▸ **EXERCISE BRIEF**:
Produce an exact transcript of all the records.

▸ **SOURCE INFORMATION**:

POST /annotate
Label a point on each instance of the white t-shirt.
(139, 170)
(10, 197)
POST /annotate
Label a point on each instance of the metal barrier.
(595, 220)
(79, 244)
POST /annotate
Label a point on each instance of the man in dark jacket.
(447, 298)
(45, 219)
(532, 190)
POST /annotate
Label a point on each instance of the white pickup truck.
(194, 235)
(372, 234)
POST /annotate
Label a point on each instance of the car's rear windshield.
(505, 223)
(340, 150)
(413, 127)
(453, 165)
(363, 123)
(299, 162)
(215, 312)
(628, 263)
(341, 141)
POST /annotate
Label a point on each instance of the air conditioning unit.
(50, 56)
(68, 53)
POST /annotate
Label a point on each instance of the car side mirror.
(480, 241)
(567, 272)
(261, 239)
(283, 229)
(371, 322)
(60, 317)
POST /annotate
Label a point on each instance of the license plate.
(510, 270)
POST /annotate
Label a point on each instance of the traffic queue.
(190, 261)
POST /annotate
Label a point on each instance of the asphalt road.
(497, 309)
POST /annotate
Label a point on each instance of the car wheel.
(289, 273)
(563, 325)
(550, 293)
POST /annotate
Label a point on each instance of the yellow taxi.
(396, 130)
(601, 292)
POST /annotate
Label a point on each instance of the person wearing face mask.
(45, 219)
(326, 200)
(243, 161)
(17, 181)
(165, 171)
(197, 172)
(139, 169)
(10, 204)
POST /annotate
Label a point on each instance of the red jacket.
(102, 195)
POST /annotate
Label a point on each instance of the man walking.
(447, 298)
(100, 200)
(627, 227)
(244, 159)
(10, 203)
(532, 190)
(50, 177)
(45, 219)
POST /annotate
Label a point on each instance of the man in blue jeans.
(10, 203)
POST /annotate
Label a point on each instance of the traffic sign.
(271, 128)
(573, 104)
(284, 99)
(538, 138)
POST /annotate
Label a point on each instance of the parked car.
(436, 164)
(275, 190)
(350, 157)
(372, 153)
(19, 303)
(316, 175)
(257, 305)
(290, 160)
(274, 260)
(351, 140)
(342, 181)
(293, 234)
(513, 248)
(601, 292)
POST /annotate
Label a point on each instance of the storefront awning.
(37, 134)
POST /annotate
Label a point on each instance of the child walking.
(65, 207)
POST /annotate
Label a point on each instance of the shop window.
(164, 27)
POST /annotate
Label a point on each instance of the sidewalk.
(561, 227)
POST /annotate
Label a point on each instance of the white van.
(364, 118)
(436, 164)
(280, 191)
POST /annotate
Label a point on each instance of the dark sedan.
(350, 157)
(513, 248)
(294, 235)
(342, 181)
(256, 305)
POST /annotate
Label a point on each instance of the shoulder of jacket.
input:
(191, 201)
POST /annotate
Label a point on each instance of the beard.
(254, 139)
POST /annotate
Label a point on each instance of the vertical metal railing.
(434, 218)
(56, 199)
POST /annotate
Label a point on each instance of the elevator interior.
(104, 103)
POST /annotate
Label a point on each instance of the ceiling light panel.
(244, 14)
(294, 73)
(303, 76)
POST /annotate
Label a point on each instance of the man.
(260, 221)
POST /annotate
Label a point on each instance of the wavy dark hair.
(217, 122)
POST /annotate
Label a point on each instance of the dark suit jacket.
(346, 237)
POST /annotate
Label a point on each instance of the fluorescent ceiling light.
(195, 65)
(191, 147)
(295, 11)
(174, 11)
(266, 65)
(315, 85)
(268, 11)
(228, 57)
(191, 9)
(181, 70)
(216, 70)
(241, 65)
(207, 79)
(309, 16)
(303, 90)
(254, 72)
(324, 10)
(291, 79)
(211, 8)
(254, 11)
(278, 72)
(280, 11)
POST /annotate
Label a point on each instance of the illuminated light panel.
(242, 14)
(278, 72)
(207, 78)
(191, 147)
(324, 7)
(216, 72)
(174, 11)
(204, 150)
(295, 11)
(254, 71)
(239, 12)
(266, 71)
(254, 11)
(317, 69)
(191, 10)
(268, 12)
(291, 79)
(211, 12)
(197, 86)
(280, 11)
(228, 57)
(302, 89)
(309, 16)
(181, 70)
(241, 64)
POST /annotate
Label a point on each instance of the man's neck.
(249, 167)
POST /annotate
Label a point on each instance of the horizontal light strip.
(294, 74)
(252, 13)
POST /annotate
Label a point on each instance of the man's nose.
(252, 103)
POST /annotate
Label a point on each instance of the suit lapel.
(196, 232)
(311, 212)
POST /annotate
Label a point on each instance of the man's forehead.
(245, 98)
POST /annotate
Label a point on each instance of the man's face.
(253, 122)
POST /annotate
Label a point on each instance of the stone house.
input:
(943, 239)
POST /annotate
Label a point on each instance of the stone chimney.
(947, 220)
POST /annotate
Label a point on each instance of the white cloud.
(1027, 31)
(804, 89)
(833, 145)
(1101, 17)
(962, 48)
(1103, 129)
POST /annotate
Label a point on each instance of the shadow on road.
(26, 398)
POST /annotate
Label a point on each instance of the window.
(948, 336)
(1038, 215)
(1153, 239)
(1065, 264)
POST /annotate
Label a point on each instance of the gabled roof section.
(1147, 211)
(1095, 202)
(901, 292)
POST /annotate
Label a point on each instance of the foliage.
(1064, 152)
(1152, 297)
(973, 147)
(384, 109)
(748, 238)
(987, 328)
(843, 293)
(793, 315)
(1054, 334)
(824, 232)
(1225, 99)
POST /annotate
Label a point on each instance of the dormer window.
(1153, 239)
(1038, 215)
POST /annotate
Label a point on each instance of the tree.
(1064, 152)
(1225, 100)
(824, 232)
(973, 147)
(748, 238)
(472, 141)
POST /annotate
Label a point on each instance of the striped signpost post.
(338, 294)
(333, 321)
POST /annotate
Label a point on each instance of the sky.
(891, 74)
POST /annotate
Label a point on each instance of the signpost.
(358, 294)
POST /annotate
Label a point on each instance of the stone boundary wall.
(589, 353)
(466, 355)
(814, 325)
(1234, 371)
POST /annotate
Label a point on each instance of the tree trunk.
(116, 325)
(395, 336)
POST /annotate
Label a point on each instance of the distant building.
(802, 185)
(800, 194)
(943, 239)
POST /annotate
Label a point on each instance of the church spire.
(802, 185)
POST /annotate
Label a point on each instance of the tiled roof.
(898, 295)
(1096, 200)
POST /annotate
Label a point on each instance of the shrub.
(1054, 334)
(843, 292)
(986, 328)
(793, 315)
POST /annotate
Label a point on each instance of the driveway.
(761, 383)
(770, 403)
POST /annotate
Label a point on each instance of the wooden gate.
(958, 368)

▸ **TASK RESPONSE**:
POST /annotate
Label a point on each instance of the white t-shirt.
(139, 170)
(10, 197)
POST /annotate
Label a point on each instance of the metal barrier.
(595, 220)
(79, 244)
POST /annotate
Label a point on each instance of the man in dark jacket.
(447, 298)
(45, 219)
(532, 190)
POST /annotate
Label a point on each instance of the white pickup truck.
(194, 235)
(372, 234)
POST /annotate
Label a point on each instance of the car's rear windshield.
(505, 223)
(340, 150)
(413, 127)
(453, 165)
(363, 123)
(299, 162)
(215, 312)
(628, 263)
(341, 141)
POST /annotate
Label a point on each instance of the air conditioning unit.
(50, 56)
(68, 53)
POST /annotate
Label a point on each instance of the car side mirror.
(480, 241)
(567, 272)
(261, 239)
(283, 229)
(371, 322)
(60, 317)
POST /annotate
Label a point on each instance of the license plate.
(510, 270)
POST /annotate
Label a point on each instance of the traffic queue.
(190, 261)
POST /annotate
Label a point on each instance of the asphalt road.
(497, 309)
POST /annotate
Label a point on each instance of the car wheel.
(289, 273)
(563, 325)
(550, 293)
POST /annotate
Label a point on each instance of the yellow taxi.
(396, 130)
(601, 292)
POST /annotate
Label a point on each instance of the person wearing face mask.
(45, 219)
(326, 200)
(243, 161)
(17, 181)
(165, 171)
(197, 172)
(139, 169)
(10, 204)
POST /annotate
Label a point on each instance of the red jacket.
(102, 195)
POST /annotate
Label a point on each instance of the man walking.
(447, 298)
(100, 200)
(627, 227)
(244, 159)
(10, 203)
(532, 190)
(50, 177)
(45, 219)
POST /annotate
Label a point on each instance of the man in blue jeans.
(10, 203)
POST /annotate
Label a point on each instance of the traffic sign.
(271, 128)
(573, 104)
(284, 99)
(538, 138)
POST /annotate
Label a point on each instance of the parked car.
(436, 164)
(275, 190)
(350, 157)
(372, 153)
(19, 303)
(316, 175)
(257, 305)
(290, 160)
(274, 260)
(351, 140)
(342, 181)
(293, 234)
(513, 248)
(601, 292)
POST /annotate
Label a point on each instance of the storefront awning.
(37, 134)
POST /annotate
Label a point on each instance of the child walking.
(65, 207)
POST /annotate
Label a point on each instance of the shop window.
(164, 27)
POST /annotate
Label a point on each instance of the sidewalk.
(561, 227)
POST /annotate
Label a point on each instance of the white van.
(364, 118)
(436, 164)
(280, 191)
POST /annotate
Label a point on each instance of the dark sedan.
(350, 157)
(513, 248)
(294, 235)
(342, 181)
(256, 305)
POST /annotate
Label a point on each instance of the shoulder of jacket.
input:
(191, 201)
POST /annotate
Label a point on each instance of the beard.
(254, 139)
POST /annotate
Label a point on each instance of the vertical metal railing.
(434, 218)
(56, 199)
POST /annotate
Label a point on each instance of the elevator interior.
(104, 103)
POST /annotate
Label a point on each instance of the ceiling light panel.
(244, 14)
(294, 73)
(303, 76)
POST /annotate
Label a point on each instance of the man.
(260, 221)
POST /annotate
Label a point on each instance of the wavy dark hair.
(217, 122)
POST /annotate
Label a point on each instance of the dark suit jacket.
(346, 237)
POST /annotate
Label a point on each instance of the fluorescent ceiling light.
(195, 65)
(191, 147)
(295, 11)
(174, 11)
(266, 65)
(315, 85)
(268, 11)
(228, 57)
(191, 9)
(181, 70)
(216, 70)
(241, 65)
(207, 79)
(309, 16)
(303, 90)
(254, 72)
(324, 10)
(291, 79)
(211, 8)
(254, 11)
(278, 72)
(280, 11)
POST /annotate
Label a point on each instance of the illuminated light panel.
(242, 14)
(278, 72)
(207, 78)
(191, 147)
(324, 7)
(216, 72)
(174, 11)
(204, 150)
(295, 11)
(254, 71)
(239, 12)
(266, 71)
(254, 11)
(317, 69)
(191, 10)
(268, 12)
(291, 79)
(211, 12)
(197, 86)
(280, 11)
(228, 57)
(302, 89)
(309, 16)
(181, 70)
(241, 64)
POST /annotate
Label a point on each instance of the man's neck.
(249, 167)
POST /annotate
Label a point on each instance of the horizontal light strip.
(294, 74)
(252, 13)
POST /annotate
Label a point on each instance of the man's nose.
(252, 103)
POST /annotate
Label a point on each instance of the suit lapel.
(196, 232)
(311, 212)
POST /annotate
Label a point on each instance of the man's forehead.
(245, 98)
POST /annotate
Label a point on each instance of the man's face.
(253, 122)
POST /annotate
Label a point on each instance of the stone house.
input:
(943, 239)
POST /annotate
Label a point on each instance of the stone chimney.
(947, 220)
POST /annotate
Label a point on each instance of the white cloud.
(1027, 31)
(804, 89)
(833, 145)
(1101, 17)
(962, 48)
(1103, 129)
POST /annotate
Label a point on each instance of the shadow on road.
(26, 398)
POST /annotate
Label a point on each instance of the window.
(948, 336)
(1038, 215)
(1153, 239)
(1065, 264)
POST /annotate
Label a point on each instance of the gabled roof section.
(1147, 211)
(1095, 202)
(901, 292)
POST /annotate
Label a point on each instance of the foliage.
(1064, 152)
(1152, 297)
(973, 147)
(384, 109)
(748, 238)
(987, 328)
(843, 293)
(793, 315)
(1054, 334)
(824, 232)
(1225, 99)
POST /annotate
Label a point on each instance of the dormer window.
(1153, 239)
(1038, 215)
POST /annotate
Label a point on each instance of the tree.
(1064, 152)
(1225, 100)
(824, 232)
(973, 147)
(748, 238)
(472, 141)
POST /annotate
Label a point on each instance of the striped signpost post.
(338, 294)
(333, 321)
POST /annotate
Label a point on each instance of the sky.
(891, 74)
POST /annotate
Label a point on each instance of the signpost.
(358, 294)
POST /annotate
Label a point on each instance of the stone boundary wall.
(589, 353)
(466, 355)
(814, 325)
(1234, 371)
POST /annotate
Label a point on each instance of the tree trunk.
(116, 325)
(395, 336)
POST /annotate
Label a point on each instance of the distant building.
(802, 185)
(800, 194)
(943, 239)
POST /annotate
Label a point on each instance of the church spire.
(802, 185)
POST /annotate
Label a point on each instance of the tiled roof.
(898, 295)
(1096, 200)
POST /annotate
Label a point on each instance of the shrub.
(1054, 334)
(843, 292)
(986, 328)
(793, 315)
POST /annotate
Label a point on each instance of the driveway.
(761, 383)
(770, 403)
POST /annotate
Label a point on each instance of the wooden gate.
(958, 368)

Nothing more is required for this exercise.